Frédéric Martel: “Precisamos dar suporte ao Papa Francisco”

Frédéric Martel, um dos mais respeitados jornalistas do mundo, entra no Vaticano e por quatro anos vasculha os segredos mais bem escondidos de seus aposentos. Ou melhor, entra no armário do Vaticano. A homossexualidade de grande parte dos clérigos, contudo, não é mais segredo – e há muito tempo. A denúncia de Martel é outra: a hipocrisia e a rede de poder. Sucesso editorial em vários países, No armário do Vaticano está na lista dos mais vendidos, simultaneamente, em 20 países; e promete, claro, chocar muito. Com exclusividade para a FAUSTO, uma prévia desse intrincado sistema de luxúria, mentiras, crimes e abuso de poder.

Frédéric Martel, autor de No armário do Vaticano.

FAUSTO – Sua denúncia é a hipocrisia? E não a homossexualidade?
Frédéric Martel: Sim, o livro não é contra a homossexualidade; com certeza, não, uma vez que sou gay – e gay friendly. Não tenho problemas com o fato de muitos padres, bispos ou cardeais no Vaticano – assim como no Brasil – serem gays. Para mim, a questão é a premissa da vida dupla, da esquizofrenia e da hipocrisia do sistema.

O fato de você ser homossexual torna o livro mais consistente? Do contrário se tornaria, inclusive, uma arma contra os homossexuais?

————

### OBJETIVO DO EXERCÍCIO
Prossiga com a entrevista de Frédéric Martel sobre o Vaticano, dando continuidade ao texto a partir da última pergunta apresentada. A listagem provém de uma fonte distinta da entrevista.

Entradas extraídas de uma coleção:
————

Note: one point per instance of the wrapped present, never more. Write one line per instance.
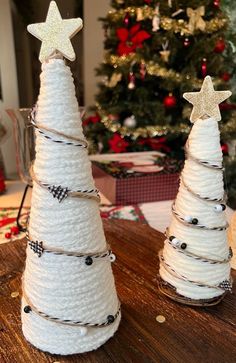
(132, 178)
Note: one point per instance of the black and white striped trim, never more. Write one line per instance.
(39, 249)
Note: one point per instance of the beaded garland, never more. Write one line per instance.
(37, 246)
(30, 308)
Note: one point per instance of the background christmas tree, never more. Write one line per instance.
(153, 53)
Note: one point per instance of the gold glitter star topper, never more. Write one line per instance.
(55, 34)
(206, 101)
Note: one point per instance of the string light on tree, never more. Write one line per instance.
(187, 42)
(156, 19)
(220, 46)
(225, 76)
(204, 67)
(126, 19)
(131, 84)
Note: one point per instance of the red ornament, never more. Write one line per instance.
(204, 68)
(216, 3)
(126, 19)
(15, 230)
(118, 143)
(186, 42)
(2, 183)
(170, 101)
(220, 46)
(130, 39)
(8, 235)
(226, 76)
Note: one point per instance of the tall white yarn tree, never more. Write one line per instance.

————

### RESULTADO DA TAREFA
Não, eu não acho que esse seja o foco, porque no livro é muito claro o fato de eu não ter nada contra homossexuais. Não exponho pessoas. O que é faço é tentar compreender o sistema, e com empatia – além da empatia das pessoas que se tornaram personagens. O que acontece é que esse livro não seria possível se tivesse sido escrito por alguém de dentro do Vaticano, italiano e heterossexual.

Por quê?
Se eu fosse italiano, porque ainda é um problema, na Itália, discutir esses assuntos. É um problema por causa da pressão, da imprensa. Se eu fosse do Vaticano, claro, implicaria perder o emprego. E se eu fosse hétero, eu não teria os códigos, a rede de contatos.

Crê que o Papa Francisco usará seu livro para realizar mudanças na estrutura da Igreja?
O Papa Francisco é peronista, jesuíta e tem 82 anos. Então, ele não precisa esperar o meu livro para saber o que fazer. Além do mais, ele não é muito progressista na questão da família e das relações sexuais. O que podemos entender disso? Não dá para esperar que ele vá fundo nesses assuntos. Entretanto, creio que o Papa já fez muito, principalmente através de mensagens, da mudança de cardeais, de parte do sistema. Provavelmente para você – e até para mim e para as pessoas LGBTI – não é o suficiente, além de parecer muito tarde. Só que em comparação com os dois Papas anteriores, isso já é muito. É verdade que o livro é difícil para o Vaticano, mas para efeitos de médio prazo será positivo tanto para o Vaticano quanto para os homossexuais. Você sabe que o Papa falou numa conversa privada – que se tornou pública – que leu o livro e disse que o livro é bom e que ele já sabia de tudo.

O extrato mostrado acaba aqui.